──────── Extracted material

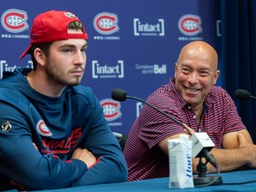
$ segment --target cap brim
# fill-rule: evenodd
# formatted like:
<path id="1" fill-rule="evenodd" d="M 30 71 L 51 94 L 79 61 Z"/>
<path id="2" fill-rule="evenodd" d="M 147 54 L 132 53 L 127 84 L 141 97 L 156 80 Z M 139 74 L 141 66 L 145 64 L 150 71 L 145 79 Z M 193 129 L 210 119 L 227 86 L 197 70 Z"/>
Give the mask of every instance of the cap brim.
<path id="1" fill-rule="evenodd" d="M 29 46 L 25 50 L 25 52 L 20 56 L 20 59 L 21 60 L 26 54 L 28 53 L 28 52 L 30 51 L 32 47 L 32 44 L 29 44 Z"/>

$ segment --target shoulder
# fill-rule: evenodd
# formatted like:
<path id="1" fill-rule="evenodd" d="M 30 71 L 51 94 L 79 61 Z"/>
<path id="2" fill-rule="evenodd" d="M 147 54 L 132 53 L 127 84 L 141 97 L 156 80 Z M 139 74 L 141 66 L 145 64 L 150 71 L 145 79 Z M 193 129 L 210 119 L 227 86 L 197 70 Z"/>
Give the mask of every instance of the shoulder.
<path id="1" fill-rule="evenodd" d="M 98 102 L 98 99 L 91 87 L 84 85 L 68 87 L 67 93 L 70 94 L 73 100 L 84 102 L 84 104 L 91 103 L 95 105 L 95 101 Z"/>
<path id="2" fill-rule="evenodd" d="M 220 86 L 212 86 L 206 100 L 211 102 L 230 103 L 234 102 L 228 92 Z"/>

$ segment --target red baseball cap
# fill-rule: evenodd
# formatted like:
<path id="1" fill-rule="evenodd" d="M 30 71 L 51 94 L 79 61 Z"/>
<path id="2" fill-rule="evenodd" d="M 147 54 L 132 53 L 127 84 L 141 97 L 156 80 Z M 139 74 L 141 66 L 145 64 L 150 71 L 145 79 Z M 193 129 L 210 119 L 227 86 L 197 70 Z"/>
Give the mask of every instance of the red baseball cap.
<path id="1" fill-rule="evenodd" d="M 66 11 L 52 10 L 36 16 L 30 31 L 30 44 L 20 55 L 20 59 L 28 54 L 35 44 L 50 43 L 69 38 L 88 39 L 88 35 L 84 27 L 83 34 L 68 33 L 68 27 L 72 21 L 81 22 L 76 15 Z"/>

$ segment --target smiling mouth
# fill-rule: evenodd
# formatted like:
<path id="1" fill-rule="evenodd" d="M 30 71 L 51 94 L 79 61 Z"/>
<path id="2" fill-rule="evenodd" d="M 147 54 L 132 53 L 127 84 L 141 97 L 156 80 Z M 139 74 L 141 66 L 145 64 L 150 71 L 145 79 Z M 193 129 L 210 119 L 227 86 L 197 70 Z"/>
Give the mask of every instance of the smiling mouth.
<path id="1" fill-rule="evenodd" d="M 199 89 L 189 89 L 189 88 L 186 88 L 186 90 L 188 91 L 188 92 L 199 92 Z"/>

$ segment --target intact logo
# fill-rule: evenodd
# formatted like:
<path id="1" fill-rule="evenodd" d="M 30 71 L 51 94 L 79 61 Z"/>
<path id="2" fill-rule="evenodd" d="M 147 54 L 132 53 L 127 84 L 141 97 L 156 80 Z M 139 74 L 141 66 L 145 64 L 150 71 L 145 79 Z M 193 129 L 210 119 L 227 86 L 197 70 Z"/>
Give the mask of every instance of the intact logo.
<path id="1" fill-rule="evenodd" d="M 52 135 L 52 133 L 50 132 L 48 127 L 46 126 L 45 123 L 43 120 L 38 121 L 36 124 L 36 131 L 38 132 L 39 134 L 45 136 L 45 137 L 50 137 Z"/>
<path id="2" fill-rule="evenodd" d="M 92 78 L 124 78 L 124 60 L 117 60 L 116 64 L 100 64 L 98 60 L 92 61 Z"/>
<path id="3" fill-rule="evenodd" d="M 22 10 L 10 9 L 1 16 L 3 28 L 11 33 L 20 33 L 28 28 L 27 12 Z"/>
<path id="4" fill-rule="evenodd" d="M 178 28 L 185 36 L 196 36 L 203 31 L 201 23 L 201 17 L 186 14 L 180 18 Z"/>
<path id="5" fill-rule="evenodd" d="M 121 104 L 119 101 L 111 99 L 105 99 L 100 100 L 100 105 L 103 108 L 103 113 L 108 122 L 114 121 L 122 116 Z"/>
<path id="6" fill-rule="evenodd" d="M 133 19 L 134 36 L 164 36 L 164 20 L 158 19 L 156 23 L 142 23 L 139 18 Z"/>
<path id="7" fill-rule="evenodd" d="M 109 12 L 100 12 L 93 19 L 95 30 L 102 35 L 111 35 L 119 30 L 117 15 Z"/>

────────────────

== Exercise goal ==
Transcribe the lines above character for character, starting at the line that contains "--target smiling mouth" and ending at the final line of the entries.

== Reply ==
$ segment --target smiling mouth
# fill-rule: evenodd
# formatted like:
<path id="1" fill-rule="evenodd" d="M 30 71 L 51 94 L 79 61 Z"/>
<path id="2" fill-rule="evenodd" d="M 147 54 L 132 53 L 127 84 L 141 97 L 156 80 Z M 139 74 L 141 66 L 145 64 L 150 71 L 145 79 Z M 193 129 L 210 119 L 227 86 L 197 70 Z"/>
Give the mask of every instance of the smiling mouth.
<path id="1" fill-rule="evenodd" d="M 199 89 L 189 89 L 189 88 L 186 88 L 186 90 L 188 91 L 188 92 L 199 92 Z"/>

$ segment --target intact logo
# fill-rule: evenodd
# formatted like:
<path id="1" fill-rule="evenodd" d="M 30 71 L 51 94 L 79 61 Z"/>
<path id="2" fill-rule="evenodd" d="M 147 54 L 132 53 L 127 84 L 141 97 L 156 80 Z M 139 74 L 141 66 L 145 64 L 150 71 L 145 79 Z M 193 129 L 210 119 L 227 86 L 197 70 Z"/>
Give the mask of every instance of the intact logo.
<path id="1" fill-rule="evenodd" d="M 52 135 L 52 133 L 50 132 L 48 127 L 46 126 L 45 123 L 43 120 L 38 121 L 36 124 L 36 131 L 38 132 L 39 134 L 45 136 L 45 137 L 50 137 Z"/>
<path id="2" fill-rule="evenodd" d="M 92 78 L 124 78 L 124 60 L 117 60 L 116 64 L 100 64 L 98 60 L 92 61 Z"/>
<path id="3" fill-rule="evenodd" d="M 22 10 L 10 9 L 1 16 L 3 28 L 11 33 L 20 33 L 28 28 L 27 12 Z"/>
<path id="4" fill-rule="evenodd" d="M 178 28 L 185 36 L 196 36 L 203 31 L 201 23 L 201 17 L 186 14 L 180 18 Z"/>
<path id="5" fill-rule="evenodd" d="M 121 104 L 119 101 L 111 99 L 105 99 L 100 100 L 100 105 L 103 108 L 103 113 L 108 122 L 114 121 L 122 116 Z"/>
<path id="6" fill-rule="evenodd" d="M 133 19 L 134 36 L 164 36 L 164 20 L 158 19 L 156 23 L 142 23 L 139 18 Z"/>
<path id="7" fill-rule="evenodd" d="M 109 12 L 100 12 L 93 19 L 95 30 L 102 35 L 111 35 L 119 30 L 117 15 Z"/>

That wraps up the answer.